- _To be done_:
Leave out the pictures and print precisely the lines from the line with "Where can the moth thorax" to the final line of the entries, both ends included.

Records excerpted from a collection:
## Start

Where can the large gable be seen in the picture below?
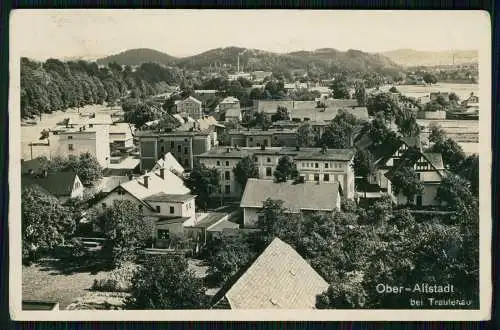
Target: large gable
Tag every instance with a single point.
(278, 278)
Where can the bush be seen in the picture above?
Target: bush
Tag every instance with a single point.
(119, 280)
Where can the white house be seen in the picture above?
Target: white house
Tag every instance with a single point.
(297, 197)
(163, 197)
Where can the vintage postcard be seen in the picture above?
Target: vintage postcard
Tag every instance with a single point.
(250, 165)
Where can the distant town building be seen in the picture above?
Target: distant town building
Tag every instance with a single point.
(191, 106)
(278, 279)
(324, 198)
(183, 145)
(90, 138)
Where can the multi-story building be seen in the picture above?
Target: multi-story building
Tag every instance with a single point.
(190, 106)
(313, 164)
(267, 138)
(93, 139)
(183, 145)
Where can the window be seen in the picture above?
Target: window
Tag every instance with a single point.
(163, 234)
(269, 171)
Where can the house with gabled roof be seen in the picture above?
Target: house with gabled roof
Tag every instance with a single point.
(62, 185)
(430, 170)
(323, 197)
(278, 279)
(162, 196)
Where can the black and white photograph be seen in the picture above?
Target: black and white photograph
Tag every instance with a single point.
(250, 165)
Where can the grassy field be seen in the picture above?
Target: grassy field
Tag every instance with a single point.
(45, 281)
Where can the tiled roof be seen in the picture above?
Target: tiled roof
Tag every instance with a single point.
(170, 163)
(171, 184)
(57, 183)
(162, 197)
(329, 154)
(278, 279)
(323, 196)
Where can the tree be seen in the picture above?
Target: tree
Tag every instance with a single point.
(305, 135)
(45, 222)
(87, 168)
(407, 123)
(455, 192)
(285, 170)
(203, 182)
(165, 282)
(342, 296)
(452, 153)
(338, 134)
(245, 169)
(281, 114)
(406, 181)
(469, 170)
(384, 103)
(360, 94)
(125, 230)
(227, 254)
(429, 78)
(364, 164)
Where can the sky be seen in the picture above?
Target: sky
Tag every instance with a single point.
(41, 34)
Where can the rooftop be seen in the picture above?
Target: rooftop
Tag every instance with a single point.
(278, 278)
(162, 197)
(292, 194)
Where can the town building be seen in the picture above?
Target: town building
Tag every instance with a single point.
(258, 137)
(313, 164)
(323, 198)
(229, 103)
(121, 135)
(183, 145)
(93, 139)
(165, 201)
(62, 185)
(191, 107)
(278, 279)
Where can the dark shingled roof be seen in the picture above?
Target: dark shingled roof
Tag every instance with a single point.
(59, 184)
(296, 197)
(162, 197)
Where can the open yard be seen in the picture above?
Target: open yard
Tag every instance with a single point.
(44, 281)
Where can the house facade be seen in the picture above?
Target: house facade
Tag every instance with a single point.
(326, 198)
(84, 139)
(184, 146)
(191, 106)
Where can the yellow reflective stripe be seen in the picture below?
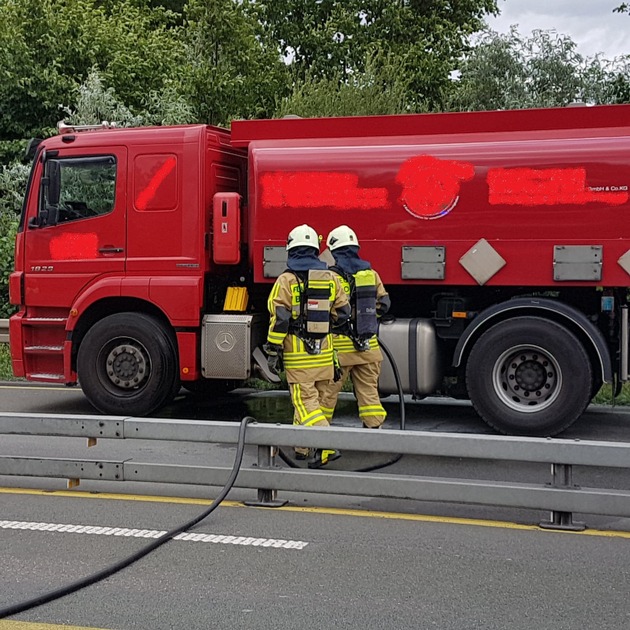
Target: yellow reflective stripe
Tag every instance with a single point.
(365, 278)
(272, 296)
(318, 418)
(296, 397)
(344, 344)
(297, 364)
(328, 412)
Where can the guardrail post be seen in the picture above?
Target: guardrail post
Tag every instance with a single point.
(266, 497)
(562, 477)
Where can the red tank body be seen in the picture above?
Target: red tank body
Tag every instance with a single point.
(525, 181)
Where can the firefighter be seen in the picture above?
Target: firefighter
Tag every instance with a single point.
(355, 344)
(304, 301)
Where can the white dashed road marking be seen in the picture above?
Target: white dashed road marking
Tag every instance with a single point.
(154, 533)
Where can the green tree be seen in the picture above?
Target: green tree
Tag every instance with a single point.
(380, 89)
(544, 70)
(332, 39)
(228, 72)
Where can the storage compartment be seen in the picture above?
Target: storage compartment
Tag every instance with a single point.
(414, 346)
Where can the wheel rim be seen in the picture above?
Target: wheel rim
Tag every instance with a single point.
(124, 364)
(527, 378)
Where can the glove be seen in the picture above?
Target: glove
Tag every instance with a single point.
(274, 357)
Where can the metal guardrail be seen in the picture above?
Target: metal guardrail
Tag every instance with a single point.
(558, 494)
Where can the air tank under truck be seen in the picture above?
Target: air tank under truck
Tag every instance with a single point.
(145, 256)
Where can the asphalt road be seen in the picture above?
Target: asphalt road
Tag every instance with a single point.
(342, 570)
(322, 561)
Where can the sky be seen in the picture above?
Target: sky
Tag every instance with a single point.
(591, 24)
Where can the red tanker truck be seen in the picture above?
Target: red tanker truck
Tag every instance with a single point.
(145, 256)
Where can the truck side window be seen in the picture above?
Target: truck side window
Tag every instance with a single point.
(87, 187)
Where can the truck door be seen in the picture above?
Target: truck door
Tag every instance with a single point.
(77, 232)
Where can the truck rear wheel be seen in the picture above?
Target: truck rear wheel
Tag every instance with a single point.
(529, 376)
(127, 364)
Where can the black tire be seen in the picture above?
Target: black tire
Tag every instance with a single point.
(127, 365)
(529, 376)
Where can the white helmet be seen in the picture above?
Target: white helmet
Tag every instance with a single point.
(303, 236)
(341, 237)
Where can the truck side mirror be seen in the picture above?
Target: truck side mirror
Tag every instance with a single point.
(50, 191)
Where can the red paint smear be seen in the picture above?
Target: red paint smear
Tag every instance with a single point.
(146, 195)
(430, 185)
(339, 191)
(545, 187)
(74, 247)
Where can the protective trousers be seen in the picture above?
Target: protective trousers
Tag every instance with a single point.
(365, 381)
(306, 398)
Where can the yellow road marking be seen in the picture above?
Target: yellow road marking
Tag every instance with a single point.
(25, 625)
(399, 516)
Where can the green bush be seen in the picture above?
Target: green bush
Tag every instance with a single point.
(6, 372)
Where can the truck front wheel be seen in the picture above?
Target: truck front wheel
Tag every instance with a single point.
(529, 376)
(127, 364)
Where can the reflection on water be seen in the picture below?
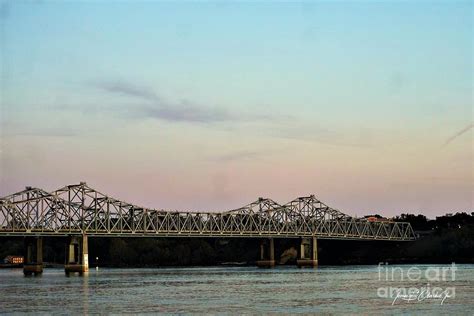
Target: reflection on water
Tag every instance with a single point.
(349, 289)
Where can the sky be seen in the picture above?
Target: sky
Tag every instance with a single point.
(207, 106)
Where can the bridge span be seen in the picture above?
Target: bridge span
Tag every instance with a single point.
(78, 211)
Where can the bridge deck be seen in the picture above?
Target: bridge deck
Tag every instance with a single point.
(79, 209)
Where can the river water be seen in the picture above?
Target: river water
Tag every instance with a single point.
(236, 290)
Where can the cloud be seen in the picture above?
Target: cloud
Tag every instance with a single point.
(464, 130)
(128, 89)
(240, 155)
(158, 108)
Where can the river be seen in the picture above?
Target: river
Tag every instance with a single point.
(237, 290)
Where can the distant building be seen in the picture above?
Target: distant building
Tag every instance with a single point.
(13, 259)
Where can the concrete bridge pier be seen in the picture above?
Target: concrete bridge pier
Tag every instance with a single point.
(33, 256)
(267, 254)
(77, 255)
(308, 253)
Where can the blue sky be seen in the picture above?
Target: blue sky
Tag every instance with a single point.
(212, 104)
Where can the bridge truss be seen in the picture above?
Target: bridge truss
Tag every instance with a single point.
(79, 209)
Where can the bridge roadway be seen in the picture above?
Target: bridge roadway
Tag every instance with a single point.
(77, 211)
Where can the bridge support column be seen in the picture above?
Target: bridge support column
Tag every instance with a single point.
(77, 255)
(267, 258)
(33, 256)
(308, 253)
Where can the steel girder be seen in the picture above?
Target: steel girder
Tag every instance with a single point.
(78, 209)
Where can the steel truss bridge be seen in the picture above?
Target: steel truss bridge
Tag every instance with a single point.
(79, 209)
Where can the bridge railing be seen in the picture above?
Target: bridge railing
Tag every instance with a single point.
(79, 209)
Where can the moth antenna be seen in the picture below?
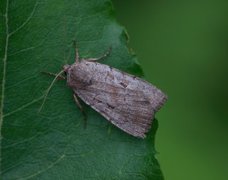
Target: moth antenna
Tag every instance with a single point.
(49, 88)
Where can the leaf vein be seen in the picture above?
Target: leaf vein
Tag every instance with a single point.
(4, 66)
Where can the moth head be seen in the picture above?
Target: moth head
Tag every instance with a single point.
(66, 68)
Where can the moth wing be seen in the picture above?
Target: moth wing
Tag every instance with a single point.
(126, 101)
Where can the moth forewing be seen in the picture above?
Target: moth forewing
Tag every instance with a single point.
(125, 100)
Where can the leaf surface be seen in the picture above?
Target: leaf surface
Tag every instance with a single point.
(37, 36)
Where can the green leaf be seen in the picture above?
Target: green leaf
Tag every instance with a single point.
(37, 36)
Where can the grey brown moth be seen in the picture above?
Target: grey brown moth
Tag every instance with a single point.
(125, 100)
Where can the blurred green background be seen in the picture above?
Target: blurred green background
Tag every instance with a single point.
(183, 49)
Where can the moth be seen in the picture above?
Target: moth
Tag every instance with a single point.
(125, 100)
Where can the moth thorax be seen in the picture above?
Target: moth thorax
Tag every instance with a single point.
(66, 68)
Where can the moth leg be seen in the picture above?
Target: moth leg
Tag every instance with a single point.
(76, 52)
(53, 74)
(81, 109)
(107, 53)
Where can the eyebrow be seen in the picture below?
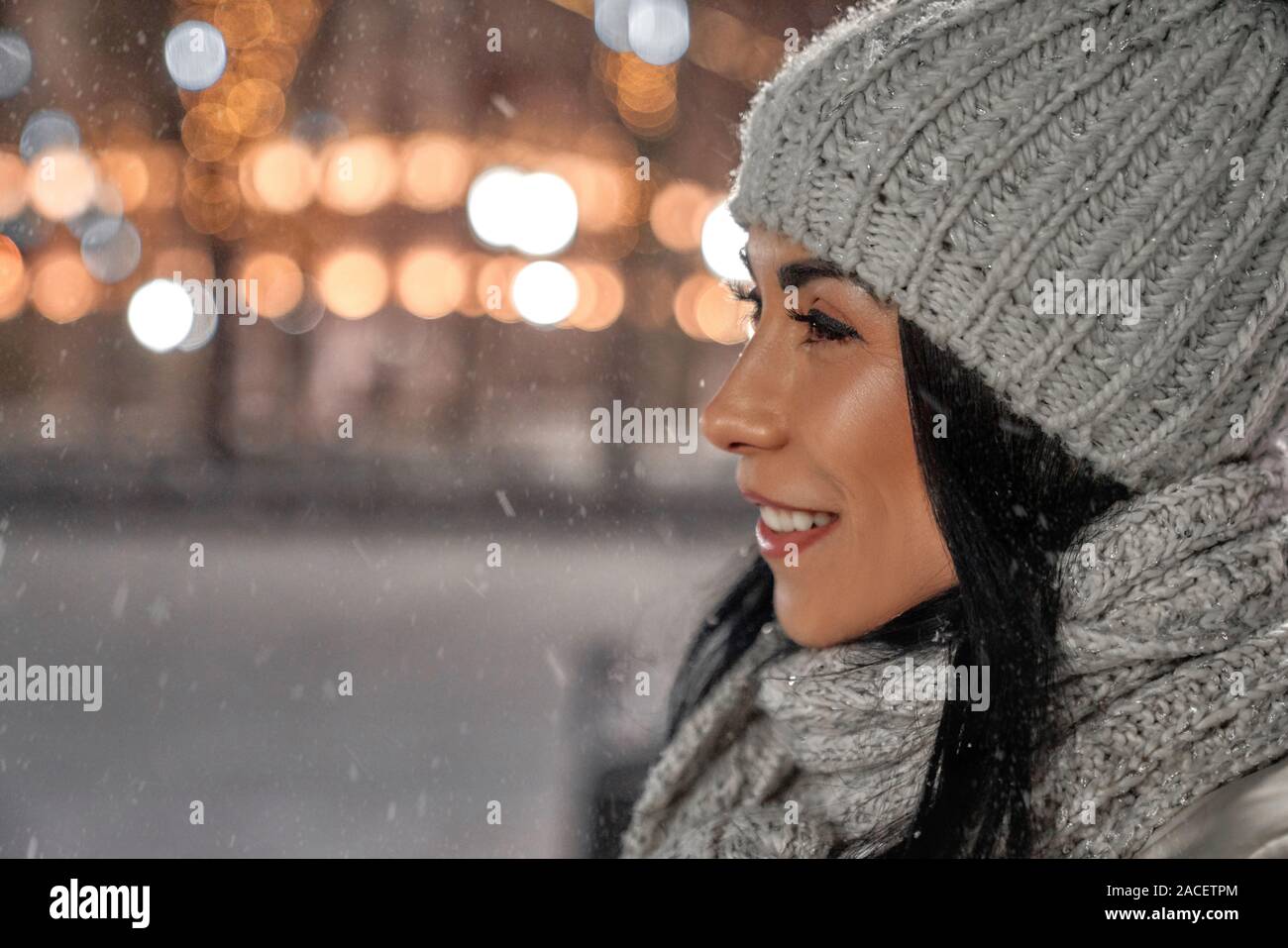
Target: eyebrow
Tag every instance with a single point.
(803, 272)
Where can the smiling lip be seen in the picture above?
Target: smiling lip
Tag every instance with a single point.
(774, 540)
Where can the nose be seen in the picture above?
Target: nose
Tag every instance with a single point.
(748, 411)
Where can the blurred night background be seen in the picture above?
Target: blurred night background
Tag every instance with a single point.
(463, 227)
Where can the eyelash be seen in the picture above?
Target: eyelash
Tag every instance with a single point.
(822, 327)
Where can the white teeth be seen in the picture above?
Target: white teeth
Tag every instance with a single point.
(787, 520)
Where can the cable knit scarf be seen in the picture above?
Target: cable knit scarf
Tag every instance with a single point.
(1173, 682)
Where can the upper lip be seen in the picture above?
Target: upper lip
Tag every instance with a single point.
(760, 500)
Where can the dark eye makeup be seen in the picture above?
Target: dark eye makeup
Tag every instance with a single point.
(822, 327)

## End

- _The output_:
Where can the moth thorax be seen in the picture above?
Target: moth thorax
Tag every instance with a single point.
(66, 68)
Where can the moth leg be seen in the picture above?
Target: moth leg
Tag every instance with a single point.
(76, 52)
(53, 74)
(81, 109)
(107, 53)
Where can the eyebrow be seen in the picture below?
Target: eyebrow
Tag every instance with a single point.
(803, 272)
Where can the smiling lip be seen in the picture above?
Target: smiling lip
Tag every instance with a single point.
(774, 540)
Where can the nose be seen in the picture above?
Target: nose
Tag every instance with a single point.
(748, 411)
Where can the blurred night background be seen in the picture above?
Target: blurred night background
Tag every instance with a single point.
(463, 227)
Where can the eyelash be seen in the picture above?
Target: eyelash
Tag every instance with a single point.
(822, 327)
Where can the white teeth be seen in the picture above?
Target: white teeth
Tag every instance with a single point.
(787, 520)
Where can the cable knit scarf be seen in the picture above?
Target: cable knit scarf
Tag every instance with a single point.
(1173, 682)
Where can the upper lip be seen in the picture above?
Target: upper lip
Tag every instance with a single point.
(760, 500)
Where can the dark eye makeup be seen in the picture above?
Target: dark eye makeup
Tag every instance with a single point.
(822, 327)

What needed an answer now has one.